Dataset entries

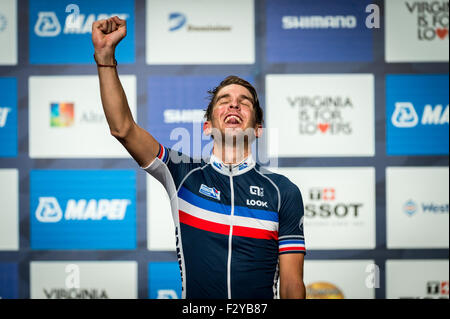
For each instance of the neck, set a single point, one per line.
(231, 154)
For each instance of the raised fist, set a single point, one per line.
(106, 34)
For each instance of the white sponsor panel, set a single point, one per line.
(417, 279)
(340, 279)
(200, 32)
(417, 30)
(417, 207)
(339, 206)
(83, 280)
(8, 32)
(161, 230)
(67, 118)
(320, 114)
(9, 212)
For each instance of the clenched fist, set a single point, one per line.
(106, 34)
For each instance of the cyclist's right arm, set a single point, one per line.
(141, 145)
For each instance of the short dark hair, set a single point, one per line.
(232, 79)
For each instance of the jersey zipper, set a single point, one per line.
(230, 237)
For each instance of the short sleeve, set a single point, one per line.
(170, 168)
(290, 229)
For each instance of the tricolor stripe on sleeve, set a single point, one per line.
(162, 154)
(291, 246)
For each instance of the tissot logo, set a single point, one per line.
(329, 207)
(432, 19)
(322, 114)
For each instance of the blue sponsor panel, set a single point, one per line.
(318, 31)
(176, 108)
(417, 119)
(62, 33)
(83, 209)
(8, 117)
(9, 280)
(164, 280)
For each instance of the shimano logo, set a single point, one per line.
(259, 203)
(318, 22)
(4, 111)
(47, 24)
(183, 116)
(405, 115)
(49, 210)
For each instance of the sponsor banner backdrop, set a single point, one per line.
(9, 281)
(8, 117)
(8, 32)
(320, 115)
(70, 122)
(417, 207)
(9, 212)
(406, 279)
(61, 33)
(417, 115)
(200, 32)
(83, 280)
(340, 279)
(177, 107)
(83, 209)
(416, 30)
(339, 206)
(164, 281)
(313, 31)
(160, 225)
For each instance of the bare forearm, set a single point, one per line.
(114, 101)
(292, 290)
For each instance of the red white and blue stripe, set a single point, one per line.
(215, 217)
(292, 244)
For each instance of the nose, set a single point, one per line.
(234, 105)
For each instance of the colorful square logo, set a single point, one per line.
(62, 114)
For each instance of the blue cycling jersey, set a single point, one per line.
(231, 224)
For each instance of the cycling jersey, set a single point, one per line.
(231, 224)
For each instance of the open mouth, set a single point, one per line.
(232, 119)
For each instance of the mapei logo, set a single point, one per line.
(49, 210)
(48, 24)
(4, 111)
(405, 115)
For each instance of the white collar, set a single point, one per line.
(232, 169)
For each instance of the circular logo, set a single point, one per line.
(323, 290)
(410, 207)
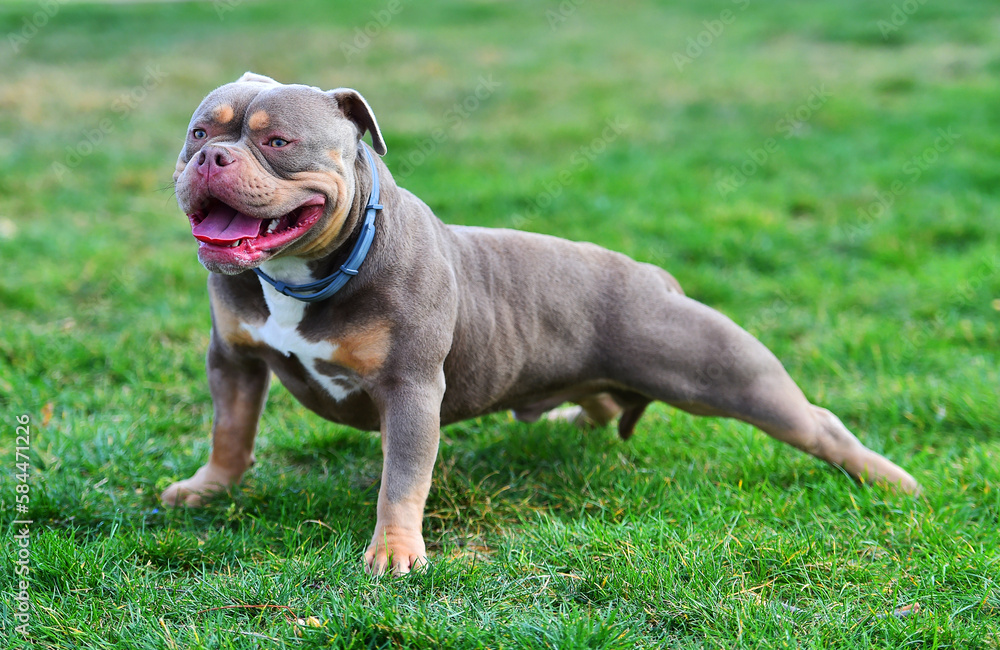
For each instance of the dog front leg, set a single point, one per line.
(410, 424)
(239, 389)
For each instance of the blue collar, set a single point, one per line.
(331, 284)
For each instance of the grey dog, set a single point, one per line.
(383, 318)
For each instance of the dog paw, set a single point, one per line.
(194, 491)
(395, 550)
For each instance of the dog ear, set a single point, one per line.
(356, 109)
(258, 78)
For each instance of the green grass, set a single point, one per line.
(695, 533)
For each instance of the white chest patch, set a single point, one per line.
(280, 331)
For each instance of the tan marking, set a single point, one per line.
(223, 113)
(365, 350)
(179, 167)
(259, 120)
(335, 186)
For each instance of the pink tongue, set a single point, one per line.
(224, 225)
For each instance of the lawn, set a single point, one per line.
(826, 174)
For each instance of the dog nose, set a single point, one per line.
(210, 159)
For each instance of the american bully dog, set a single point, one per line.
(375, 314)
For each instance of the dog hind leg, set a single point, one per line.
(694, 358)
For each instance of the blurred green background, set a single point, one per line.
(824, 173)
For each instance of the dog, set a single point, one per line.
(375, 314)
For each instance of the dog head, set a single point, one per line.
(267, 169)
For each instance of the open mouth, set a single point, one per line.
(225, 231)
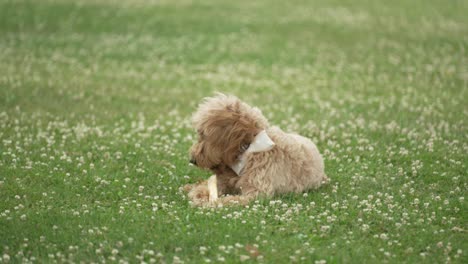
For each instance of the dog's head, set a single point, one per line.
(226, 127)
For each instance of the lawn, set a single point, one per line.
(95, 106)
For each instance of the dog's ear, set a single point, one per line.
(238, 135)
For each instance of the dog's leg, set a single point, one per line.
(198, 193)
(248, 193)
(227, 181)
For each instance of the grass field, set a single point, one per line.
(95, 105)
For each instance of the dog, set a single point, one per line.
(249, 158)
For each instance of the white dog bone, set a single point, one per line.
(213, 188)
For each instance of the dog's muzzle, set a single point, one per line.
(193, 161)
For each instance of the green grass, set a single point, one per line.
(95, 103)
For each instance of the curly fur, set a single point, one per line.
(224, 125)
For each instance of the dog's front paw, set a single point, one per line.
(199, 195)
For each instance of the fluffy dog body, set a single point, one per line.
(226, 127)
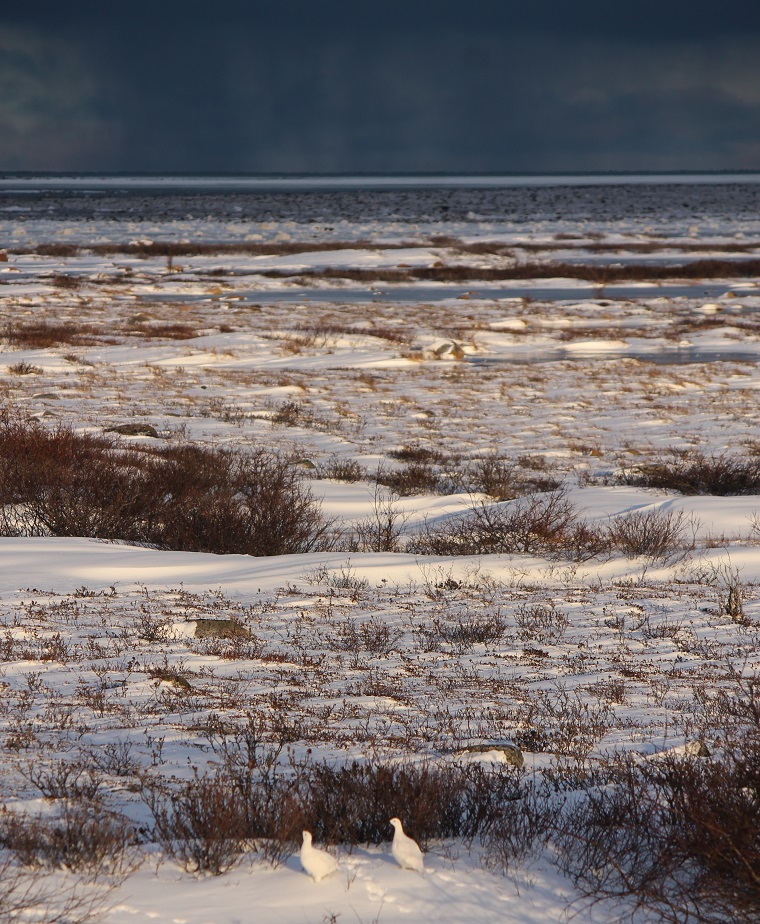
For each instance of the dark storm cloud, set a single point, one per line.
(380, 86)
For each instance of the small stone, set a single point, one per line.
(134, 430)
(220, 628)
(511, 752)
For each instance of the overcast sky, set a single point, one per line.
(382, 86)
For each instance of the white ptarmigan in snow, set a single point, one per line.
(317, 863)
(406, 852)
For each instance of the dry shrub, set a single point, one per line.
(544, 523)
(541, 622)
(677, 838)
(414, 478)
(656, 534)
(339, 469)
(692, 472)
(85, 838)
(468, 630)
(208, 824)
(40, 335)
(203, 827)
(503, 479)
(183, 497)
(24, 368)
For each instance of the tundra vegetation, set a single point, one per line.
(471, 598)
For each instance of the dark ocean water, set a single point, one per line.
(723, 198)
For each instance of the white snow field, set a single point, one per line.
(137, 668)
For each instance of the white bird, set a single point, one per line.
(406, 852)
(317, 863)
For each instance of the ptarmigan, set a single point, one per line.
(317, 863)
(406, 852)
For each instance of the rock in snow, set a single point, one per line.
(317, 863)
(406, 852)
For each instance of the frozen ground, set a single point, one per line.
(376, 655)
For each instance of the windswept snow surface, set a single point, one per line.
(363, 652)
==
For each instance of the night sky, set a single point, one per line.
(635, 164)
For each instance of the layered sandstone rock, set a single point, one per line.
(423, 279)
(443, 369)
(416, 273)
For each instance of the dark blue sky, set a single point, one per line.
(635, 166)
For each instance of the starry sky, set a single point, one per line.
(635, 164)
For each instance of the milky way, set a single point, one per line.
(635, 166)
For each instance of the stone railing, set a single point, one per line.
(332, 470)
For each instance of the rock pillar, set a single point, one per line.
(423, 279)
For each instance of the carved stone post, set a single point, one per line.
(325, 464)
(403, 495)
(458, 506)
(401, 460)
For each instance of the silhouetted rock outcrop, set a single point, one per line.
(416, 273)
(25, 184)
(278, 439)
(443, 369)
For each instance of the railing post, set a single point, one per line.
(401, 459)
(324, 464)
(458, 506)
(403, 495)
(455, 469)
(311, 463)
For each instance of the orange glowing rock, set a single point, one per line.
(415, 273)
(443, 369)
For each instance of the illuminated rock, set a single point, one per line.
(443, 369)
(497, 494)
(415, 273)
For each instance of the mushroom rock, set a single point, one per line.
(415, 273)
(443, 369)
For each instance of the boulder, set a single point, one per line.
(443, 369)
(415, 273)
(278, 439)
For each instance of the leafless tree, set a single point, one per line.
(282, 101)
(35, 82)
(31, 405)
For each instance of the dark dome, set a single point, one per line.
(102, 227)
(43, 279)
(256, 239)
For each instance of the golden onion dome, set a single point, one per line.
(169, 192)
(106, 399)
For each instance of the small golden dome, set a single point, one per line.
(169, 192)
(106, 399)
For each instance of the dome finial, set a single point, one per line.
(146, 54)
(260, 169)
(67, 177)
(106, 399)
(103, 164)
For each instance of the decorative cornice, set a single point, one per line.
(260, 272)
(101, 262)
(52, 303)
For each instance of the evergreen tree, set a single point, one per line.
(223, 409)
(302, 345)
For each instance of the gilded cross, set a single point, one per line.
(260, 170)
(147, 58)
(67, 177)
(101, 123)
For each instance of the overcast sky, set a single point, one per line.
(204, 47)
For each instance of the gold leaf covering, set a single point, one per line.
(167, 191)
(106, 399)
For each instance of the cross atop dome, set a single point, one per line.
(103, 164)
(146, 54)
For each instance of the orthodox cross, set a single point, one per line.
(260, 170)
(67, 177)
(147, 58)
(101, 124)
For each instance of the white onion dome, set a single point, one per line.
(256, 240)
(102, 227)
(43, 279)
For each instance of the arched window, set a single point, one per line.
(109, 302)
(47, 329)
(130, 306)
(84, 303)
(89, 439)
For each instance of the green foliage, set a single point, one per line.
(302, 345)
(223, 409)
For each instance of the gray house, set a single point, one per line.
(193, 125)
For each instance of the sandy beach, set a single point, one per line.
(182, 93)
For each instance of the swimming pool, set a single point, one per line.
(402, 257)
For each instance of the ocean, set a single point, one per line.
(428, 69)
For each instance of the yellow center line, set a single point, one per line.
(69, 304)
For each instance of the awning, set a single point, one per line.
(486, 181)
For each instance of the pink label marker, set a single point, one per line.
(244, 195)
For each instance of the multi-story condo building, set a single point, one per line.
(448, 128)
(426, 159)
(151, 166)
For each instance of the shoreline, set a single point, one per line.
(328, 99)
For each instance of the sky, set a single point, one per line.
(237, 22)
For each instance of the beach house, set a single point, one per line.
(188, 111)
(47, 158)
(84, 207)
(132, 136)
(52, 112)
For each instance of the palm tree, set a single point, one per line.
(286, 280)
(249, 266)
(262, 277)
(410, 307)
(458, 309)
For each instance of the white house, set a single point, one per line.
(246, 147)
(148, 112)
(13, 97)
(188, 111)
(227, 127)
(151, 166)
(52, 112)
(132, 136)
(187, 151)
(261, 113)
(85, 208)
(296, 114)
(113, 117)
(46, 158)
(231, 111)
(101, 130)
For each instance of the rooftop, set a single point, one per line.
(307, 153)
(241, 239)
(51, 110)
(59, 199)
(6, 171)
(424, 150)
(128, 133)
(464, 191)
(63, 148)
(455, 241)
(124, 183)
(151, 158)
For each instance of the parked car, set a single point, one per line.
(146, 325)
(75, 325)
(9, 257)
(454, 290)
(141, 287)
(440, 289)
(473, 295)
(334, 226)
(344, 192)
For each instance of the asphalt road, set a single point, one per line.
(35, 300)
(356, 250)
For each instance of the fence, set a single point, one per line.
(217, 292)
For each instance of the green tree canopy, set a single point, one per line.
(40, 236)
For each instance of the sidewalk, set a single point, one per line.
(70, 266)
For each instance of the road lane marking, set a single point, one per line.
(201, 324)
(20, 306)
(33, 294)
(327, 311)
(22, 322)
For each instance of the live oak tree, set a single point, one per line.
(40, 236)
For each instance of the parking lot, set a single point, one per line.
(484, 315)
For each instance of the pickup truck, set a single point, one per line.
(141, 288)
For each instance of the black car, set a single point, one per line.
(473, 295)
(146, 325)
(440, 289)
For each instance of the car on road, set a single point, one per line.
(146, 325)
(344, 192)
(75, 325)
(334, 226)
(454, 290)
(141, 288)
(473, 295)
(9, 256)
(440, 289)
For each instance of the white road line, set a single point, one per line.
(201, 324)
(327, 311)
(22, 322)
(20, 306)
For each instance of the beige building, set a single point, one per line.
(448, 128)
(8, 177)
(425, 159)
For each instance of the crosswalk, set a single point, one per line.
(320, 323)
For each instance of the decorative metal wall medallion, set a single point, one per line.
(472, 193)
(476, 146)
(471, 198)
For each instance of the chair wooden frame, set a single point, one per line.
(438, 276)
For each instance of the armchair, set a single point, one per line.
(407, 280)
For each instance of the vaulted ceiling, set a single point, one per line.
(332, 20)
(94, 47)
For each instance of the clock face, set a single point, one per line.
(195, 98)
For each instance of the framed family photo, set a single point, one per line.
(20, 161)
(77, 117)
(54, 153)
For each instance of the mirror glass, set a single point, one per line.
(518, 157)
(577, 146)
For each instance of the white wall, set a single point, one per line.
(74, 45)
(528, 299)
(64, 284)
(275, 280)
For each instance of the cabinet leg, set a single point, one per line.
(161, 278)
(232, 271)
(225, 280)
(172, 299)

• _Task to complete_: Extract every line of the records that contains the word "golden".

• _Result of the exercise_:
For each instance of the golden onion dome, set a single point, one per line.
For each instance of the small golden dome, set a single point, one per line.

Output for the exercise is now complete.